PROMPT 1: Set down the part of the Capita Legal Expenses article from "The future of" to "to handle it.", word for word.
PROMPT 2: According to the Capita Legal Expenses article, in what year did Capita buy Eastgate Legal and Medical Services?
PROMPT 3: Extend the article about Capita Legal Expenses, picking up after its final sentence.

QUOTED PASSAGE:
Revised model planned after collapse of sale talk with Towergate

Capita will not withdraw from the legal expenses market after talks to sell the business to Towergate fell apart.

The future of Capita Legal Expenses (CLE), which handles around £15m in premiums, had been uncertain after sale talks with Towergate collapsed last month.

It is also understood that Capita had explored putting the business into run-off and had approached a company, thought to be DAS, to handle it.

A spokesman for Capita said this week that following a review of the business, the company had decided not to withdraw from the legal expenses market.

“We are now putting together the plan to implement a revised business model.”

The spokesman would not comment further on the new plan for Capita Legal Expenses.

Reports said that the talks with Towergate collapsed during the due diligence phase.

Towergate is understood to have been stalking CLE for a year.

Towergate group operations director Max Carruthers was a former director of Eastgate Legal and Medical Services, which was bought by Capita in 1998.

STORED DATA:
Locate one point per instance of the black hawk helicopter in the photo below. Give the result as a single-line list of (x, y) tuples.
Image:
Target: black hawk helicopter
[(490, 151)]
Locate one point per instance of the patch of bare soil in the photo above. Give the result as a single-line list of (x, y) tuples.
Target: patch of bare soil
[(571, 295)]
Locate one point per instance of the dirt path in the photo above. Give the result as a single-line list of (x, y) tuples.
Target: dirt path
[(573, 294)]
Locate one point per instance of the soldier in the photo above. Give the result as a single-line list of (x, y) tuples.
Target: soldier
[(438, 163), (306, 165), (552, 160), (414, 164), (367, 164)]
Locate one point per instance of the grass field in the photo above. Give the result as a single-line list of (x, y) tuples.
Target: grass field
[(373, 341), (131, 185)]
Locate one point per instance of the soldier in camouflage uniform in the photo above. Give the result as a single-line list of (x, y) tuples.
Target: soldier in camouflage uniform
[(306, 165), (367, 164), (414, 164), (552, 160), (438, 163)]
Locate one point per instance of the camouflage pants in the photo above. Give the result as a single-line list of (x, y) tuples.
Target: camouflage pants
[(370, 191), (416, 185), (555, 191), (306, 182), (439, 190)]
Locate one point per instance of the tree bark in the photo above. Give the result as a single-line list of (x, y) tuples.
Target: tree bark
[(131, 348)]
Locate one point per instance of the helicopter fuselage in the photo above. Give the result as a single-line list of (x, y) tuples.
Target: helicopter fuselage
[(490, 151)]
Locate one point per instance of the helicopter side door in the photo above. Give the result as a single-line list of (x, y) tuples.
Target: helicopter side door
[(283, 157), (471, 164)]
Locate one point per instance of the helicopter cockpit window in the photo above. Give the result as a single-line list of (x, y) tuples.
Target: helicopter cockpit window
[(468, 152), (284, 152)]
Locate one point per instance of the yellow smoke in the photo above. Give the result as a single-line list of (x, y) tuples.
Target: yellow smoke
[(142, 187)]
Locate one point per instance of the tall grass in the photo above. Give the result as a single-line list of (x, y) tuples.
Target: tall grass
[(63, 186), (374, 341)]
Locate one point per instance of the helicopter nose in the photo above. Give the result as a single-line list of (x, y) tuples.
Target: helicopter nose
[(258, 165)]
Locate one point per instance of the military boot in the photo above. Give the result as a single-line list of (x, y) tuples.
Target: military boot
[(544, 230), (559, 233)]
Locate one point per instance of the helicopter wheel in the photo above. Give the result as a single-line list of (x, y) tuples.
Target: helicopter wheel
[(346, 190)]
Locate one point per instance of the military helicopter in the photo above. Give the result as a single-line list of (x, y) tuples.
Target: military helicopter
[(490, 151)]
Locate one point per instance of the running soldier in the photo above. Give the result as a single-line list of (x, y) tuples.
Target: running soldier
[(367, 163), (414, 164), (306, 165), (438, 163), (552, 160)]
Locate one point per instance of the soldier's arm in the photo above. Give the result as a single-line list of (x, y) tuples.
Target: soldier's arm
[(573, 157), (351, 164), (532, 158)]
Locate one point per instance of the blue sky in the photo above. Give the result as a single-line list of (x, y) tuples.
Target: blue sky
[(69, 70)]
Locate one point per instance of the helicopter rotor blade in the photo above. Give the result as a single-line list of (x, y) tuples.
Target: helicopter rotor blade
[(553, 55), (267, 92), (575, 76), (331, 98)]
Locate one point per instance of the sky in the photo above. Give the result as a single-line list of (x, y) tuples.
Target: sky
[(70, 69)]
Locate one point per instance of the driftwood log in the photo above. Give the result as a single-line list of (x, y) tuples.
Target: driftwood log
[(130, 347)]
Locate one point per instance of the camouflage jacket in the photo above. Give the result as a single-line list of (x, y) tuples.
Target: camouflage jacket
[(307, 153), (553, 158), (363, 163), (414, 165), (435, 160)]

TASK RESPONSE 1:
The future of Capita Legal Expenses (CLE), which handles around £15m in premiums, had been uncertain after sale talks with Towergate collapsed last month.

It is also understood that Capita had explored putting the business into run-off and had approached a company, thought to be DAS, to handle it.

TASK RESPONSE 2: 1998

TASK RESPONSE 3:
Other legal expenses companies, including DAS and Arag, are also understood to have been in discussions with CLE to buy the business.

Legal expenses sources said the large number of solicitors on Capita’s panel had put suitors off, along with the fact that business had been “cherry-picked” by rival companies in recent years.

Sources said that after the collapse of the discussions with Towergate, Capita had approached DAS with a view to it handling the run-off of the legal expenses business, but this had also been rejected.

A spokesman for DAS said the company could not comment owing to a confidentiality agreement.

Capita’s legal expenses book is mainly underwritten through a captive insurance company in Guernsey.

Sources said that the use of a captive insurance company complicated any sale or run-off arrangement.